* _Exercise data_
>>

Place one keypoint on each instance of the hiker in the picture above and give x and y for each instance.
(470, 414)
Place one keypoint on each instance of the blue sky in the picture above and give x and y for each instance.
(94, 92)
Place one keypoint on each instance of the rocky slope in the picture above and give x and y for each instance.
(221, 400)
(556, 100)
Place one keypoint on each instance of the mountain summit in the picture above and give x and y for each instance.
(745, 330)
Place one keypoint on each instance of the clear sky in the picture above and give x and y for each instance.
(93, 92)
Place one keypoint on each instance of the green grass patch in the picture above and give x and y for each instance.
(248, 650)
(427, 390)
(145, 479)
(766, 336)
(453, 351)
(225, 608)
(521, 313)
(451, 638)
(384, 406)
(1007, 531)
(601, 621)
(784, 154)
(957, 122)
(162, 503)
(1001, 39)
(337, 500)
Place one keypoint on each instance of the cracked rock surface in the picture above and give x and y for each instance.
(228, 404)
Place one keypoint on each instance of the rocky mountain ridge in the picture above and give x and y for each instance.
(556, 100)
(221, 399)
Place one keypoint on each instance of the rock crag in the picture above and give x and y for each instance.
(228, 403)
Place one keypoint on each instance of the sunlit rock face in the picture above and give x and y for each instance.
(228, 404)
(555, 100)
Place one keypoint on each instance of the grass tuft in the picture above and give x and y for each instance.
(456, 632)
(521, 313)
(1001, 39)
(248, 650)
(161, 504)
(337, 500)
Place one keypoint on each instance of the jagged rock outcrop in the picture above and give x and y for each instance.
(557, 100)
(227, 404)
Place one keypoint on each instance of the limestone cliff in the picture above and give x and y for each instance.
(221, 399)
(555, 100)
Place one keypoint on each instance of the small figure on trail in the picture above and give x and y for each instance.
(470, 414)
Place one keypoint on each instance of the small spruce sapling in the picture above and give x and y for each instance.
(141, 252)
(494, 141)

<<

Retype every line of the material exactly.

* _Written response_
Place one keypoint on each instance of the hiker in the picture above and give x and y for each instance.
(470, 414)
Place one keypoint on each instance of the blue sky in the picture above and give x and y for each instance.
(94, 92)
Place one keypoint on each instance of the rocky slope in the picture above and give x and y for each instance.
(221, 400)
(556, 100)
Place one keypoint on each instance of the mountain summit in the picture above and give x and y for each instance.
(745, 330)
Place one keypoint on each instance of the clear sky in the picture above and give x and y for each instance.
(93, 92)
Place one keypoint on each instance of the green grass patch in the picture above and give x and y for each instance.
(248, 650)
(427, 390)
(145, 479)
(766, 336)
(453, 351)
(225, 608)
(521, 313)
(451, 638)
(384, 406)
(1007, 531)
(601, 621)
(784, 154)
(957, 122)
(162, 503)
(1001, 39)
(337, 500)
Place one keypoint on each instance of the cracked rock surface in the picture above and give x and y for each instance.
(228, 404)
Place one keypoint on each instance of the rocky mountain ridge in the picture above and give x and y for each instance.
(556, 100)
(221, 399)
Place one keypoint on each instance of the rock crag in the picture above and give x and y for each instance.
(228, 403)
Place one keypoint on each instance of the sunlit rock face in the picture above and give x and y for each instance.
(228, 404)
(555, 100)
Place one keypoint on each instance of the grass tuft in the picture above and give x and y for each instance.
(456, 632)
(521, 313)
(1001, 39)
(248, 650)
(161, 504)
(337, 500)
Place one keypoint on each instance of the jagged rock outcrop in the picture above and give x and y for each instance.
(557, 100)
(227, 404)
Place one keypoint on each instance of the limestone cliff in the picture above and give x and y for each instance.
(221, 399)
(555, 100)
Place one keypoint on each instance of the small figure on trail in the picture above and give x and y for each instance.
(470, 414)
Place one keypoint on each instance of the small spruce sapling in the picture above and give x and y for each instance.
(141, 252)
(494, 141)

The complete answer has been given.